- **Instructions to follow**: Every line with "heart" in it should be copied from the data.

- **Dataset records**:
........

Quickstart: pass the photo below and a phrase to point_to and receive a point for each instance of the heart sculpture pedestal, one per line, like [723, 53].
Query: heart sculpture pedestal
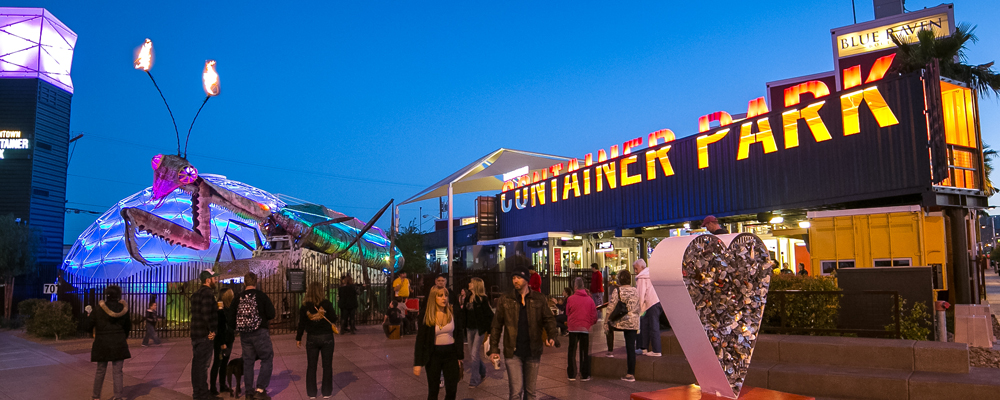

........

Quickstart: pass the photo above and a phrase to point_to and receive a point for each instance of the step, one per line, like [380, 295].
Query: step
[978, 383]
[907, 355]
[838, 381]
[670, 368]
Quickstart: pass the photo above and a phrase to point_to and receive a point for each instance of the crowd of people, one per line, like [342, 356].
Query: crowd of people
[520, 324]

........

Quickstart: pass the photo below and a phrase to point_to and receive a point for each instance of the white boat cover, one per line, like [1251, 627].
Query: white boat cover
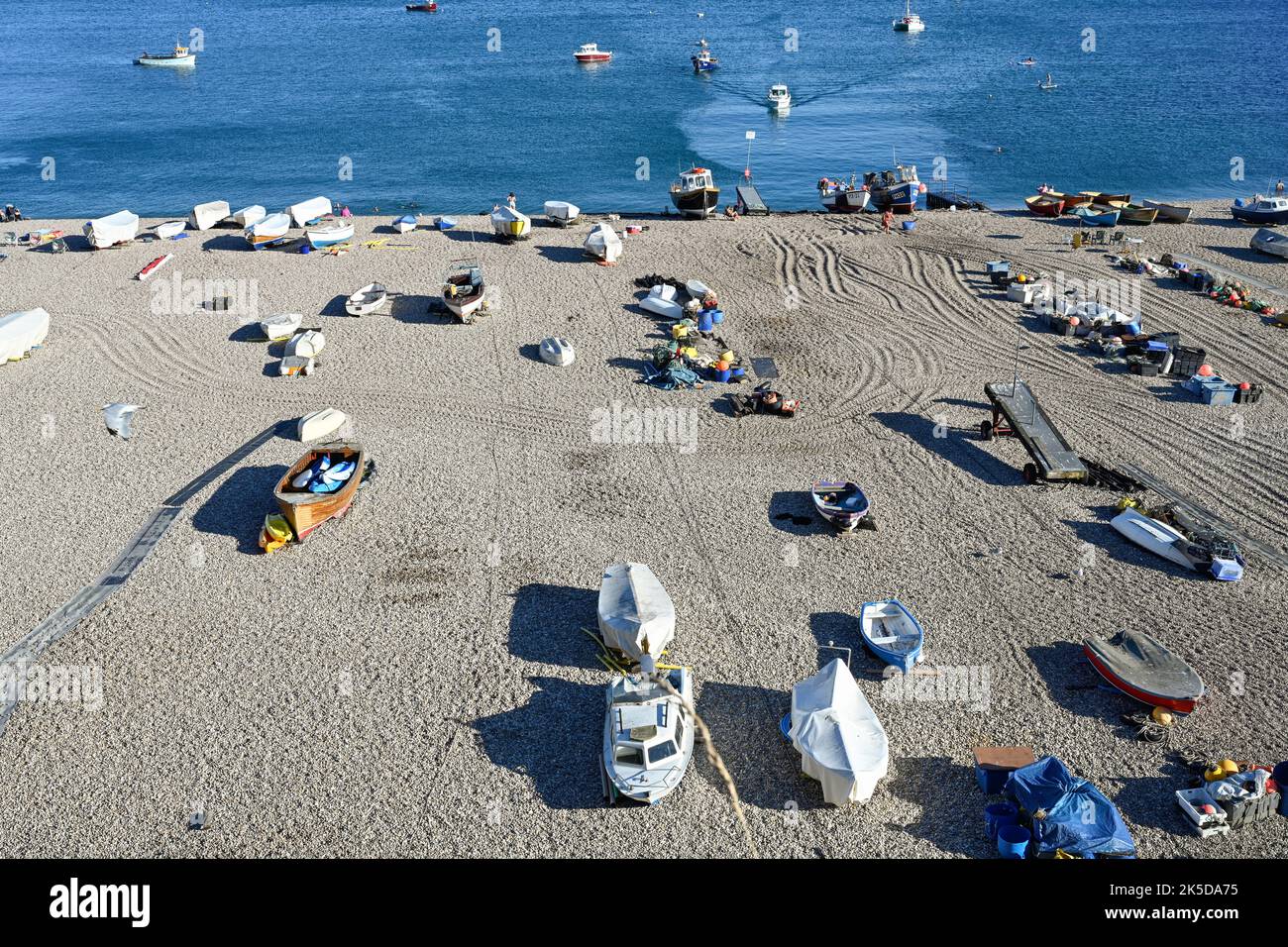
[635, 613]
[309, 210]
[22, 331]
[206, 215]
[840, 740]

........

- **Answer box**:
Quickstart: pass the photo below and a phrase to point_to and receive a point for each instance of the heart sculpture pedestal, one per line, like [723, 53].
Query: heart sculpture pedestal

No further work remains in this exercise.